Having colleagues take on the role of active bystander for each other can be one of the most potent antidotes to a toxic work culture. Active bystanders are people who witness an inappropriate situation unfolding and take steps to intervene and stop the behavior. Research has shown that bystander intervention methods have been effective in the military, on college campuses, and in other settings.

Giardella said strategies to teach for intervening include:

  • Interrupt the behavior. This could be as simple as realizing inappropriate behavior is occurring and finding a reason to pull the target aside, or pivoting the conversation to a different topic.
  • Affirm and support the target. When someone demeans a colleague or puts their work down, a bystander can interject and highlight the team member’s positive contributions.
  • Use humor to call out behavior. If a bystander notices a colleague engaging in sexually suggestive comments toward another person, they could interject with a humorous response that makes the point clearly, Giardella said, something along the lines of, “Hey, when did this conference room turn into a pick-up bar.” She added: “However, we have to be careful when using humor in these circumstances because we do not to want to inadvertently convey that we found the inappropriate behavior funny or acceptable. The humor must carry an unambiguous message of disapproval.”
  • De-escalate and calm the aggressor if other interventions fail. If the person exhibiting inappropriate behavior becomes defensive in response to an intervention method, bystanders should be trained to table the conversation and attempt to calm the person down. It could be an appeal to their principles, pointing out the positive aspects of their character and questioning how they could both hold those values and conduct themselves in such an inappropriate fashion. “It can help a person feel like they’re not being completely negated as a human being, so they can come down off that limb of defensiveness a bit,” Giardella said.

++++++++

- _Work order_: Can you reproduce the passage on active bystander intervention at work word for word, in full? The data that follows was taken from a different source than the text above.

- _Extracted information_:
++++++++

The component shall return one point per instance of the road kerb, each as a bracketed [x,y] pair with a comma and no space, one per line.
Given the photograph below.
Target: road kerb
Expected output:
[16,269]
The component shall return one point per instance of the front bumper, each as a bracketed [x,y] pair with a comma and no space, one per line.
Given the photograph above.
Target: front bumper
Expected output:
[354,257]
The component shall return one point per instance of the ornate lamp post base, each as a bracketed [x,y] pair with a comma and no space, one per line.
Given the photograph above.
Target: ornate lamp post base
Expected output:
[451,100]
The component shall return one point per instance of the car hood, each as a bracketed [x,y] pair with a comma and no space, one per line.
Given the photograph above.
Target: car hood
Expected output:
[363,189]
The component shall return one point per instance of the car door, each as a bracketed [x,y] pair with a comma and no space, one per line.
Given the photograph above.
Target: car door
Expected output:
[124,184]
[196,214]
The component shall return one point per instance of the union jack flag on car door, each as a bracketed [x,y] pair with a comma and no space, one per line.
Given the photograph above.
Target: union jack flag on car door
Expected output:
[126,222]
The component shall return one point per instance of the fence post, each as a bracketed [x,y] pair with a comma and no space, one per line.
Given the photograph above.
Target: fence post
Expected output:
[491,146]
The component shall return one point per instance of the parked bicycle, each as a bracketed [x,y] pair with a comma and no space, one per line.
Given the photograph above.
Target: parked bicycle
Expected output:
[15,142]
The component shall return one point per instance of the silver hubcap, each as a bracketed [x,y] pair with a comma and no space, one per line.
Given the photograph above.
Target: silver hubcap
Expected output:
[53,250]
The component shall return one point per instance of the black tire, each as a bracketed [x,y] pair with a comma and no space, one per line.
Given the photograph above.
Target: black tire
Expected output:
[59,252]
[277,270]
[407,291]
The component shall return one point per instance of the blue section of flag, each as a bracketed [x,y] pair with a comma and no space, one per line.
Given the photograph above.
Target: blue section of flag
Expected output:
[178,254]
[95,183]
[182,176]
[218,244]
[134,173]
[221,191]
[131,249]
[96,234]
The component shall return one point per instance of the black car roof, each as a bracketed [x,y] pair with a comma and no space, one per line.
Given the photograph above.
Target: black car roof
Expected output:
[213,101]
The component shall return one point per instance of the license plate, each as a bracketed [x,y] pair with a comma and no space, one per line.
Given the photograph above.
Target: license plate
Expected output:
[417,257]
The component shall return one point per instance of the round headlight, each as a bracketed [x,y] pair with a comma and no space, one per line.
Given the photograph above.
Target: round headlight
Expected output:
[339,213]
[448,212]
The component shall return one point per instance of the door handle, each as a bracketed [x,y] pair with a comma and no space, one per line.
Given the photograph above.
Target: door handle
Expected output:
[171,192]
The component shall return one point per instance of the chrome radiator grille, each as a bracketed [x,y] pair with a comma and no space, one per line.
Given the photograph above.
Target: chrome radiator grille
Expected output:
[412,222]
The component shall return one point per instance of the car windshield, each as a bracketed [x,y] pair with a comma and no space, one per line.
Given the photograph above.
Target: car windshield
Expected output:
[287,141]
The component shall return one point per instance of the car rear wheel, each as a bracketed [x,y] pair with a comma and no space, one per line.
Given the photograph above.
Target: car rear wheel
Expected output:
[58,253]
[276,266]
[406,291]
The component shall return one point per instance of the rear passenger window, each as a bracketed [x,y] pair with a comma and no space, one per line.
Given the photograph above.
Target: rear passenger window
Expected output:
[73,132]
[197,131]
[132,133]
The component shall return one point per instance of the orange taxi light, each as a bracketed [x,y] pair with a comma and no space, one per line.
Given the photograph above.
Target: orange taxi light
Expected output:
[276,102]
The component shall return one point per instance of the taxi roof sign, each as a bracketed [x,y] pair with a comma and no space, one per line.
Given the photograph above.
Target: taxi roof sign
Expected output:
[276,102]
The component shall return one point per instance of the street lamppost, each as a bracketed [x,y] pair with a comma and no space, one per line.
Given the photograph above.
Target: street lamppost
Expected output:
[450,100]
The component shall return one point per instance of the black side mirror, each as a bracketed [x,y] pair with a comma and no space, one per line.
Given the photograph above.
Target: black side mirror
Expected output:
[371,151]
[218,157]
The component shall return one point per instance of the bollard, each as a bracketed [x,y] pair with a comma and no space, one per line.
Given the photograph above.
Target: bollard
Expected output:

++++++++

- _Reply_:
Having colleagues take on the role of active bystander for each other can be one of the most potent antidotes to a toxic work culture. Active bystanders are people who witness an inappropriate situation unfolding and take steps to intervene and stop the behavior. Research has shown that bystander intervention methods have been effective in the military, on college campuses, and in other settings.

Giardella said strategies to teach for intervening include:

  • Interrupt the behavior. This could be as simple as realizing inappropriate behavior is occurring and finding a reason to pull the target aside, or pivoting the conversation to a different topic.
  • Affirm and support the target. When someone demeans a colleague or puts their work down, a bystander can interject and highlight the team member’s positive contributions.
  • Use humor to call out behavior. If a bystander notices a colleague engaging in sexually suggestive comments toward another person, they could interject with a humorous response that makes the point clearly, Giardella said, something along the lines of, “Hey, when did this conference room turn into a pick-up bar.” She added: “However, we have to be careful when using humor in these circumstances because we do not to want to inadvertently convey that we found the inappropriate behavior funny or acceptable. The humor must carry an unambiguous message of disapproval.”
  • De-escalate and calm the aggressor if other interventions fail. If the person exhibiting inappropriate behavior becomes defensive in response to an intervention method, bystanders should be trained to table the conversation and attempt to calm the person down. It could be an appeal to their principles, pointing out the positive aspects of their character and questioning how they could both hold those values and conduct themselves in such an inappropriate fashion. “It can help a person feel like they’re not being completely negated as a human being, so they can come down off that limb of defensiveness a bit,” Giardella said.